Passage provided start

I've seen MUCH ADO performed before, in a pretty traditional manner--the type of 1500's costumes you'd expect, etc. I've also seen the movie version with Kenneth Brannagh and Emma Thompson--that one's set in Tuscany, I believe, and spotlights Keanu Reeves as Don John. (Very interesting casting choice. I'll leave it at that.) But I never, ever, in my life thought I'd see a version with the characters dressed up and acting like spies. It's a very clever conceit cooked up by the Aquila Theater Company, who came into the Playhouse for a limited engagement. The translation makes perfect sense and actually heightens everything that makes this play work. The plot revolves around misinterpretations of what the characters think they see, and there are many secret meetings and fake-outs. It's ALIAS except nobody dies and comes back to life again and again! Oh, wait, Hero does.

It is ALIAS!!!

If you get down to San Diego, I recommend this production. It's a lot of fun with the cat suits, little British car driving around the stage, and music inspired by THE SAINT and James Bond.

Monday, January 16, 2006

The return of 24

What happens when the first fifteen minutes of a season premiere goes through more action than most programs do in three episodes? I almost get a heart attack, that’s what. Case in point? Last night’s 24.

Passage provided end
Extracted material start

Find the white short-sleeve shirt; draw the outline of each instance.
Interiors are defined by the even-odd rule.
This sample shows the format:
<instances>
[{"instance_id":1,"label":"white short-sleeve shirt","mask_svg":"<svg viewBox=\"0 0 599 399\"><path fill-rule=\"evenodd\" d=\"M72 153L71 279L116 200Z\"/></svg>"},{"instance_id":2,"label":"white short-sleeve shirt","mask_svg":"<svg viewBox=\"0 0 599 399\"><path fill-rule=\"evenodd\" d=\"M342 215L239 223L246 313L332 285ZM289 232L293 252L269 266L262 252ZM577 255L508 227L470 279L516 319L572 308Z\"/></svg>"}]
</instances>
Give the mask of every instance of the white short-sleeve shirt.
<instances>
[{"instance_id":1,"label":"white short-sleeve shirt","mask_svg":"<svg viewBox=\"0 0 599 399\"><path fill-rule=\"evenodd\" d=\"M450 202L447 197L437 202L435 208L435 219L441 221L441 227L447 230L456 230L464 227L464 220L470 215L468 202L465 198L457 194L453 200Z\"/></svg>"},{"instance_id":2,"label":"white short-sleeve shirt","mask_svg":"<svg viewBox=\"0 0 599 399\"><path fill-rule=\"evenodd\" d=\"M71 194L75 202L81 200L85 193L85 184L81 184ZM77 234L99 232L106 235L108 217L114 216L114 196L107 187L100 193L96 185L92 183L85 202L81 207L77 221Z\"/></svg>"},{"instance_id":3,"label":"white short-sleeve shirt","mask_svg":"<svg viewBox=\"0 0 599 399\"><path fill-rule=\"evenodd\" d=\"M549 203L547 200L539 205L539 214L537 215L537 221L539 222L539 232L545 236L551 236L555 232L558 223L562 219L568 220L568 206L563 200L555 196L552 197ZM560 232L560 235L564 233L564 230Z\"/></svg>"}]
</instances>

Extracted material end

Rewrite the stretch from "Monday, January 16, 2006" through "Last night’s 24." in the passage on theater and television, replacing "season premiere" with "series premiere".

Monday, January 16, 2006

The return of 24

What happens when the first fifteen minutes of a series premiere goes through more action than most programs do in three episodes? I almost get a heart attack, that’s what. Case in point? Last night’s 24.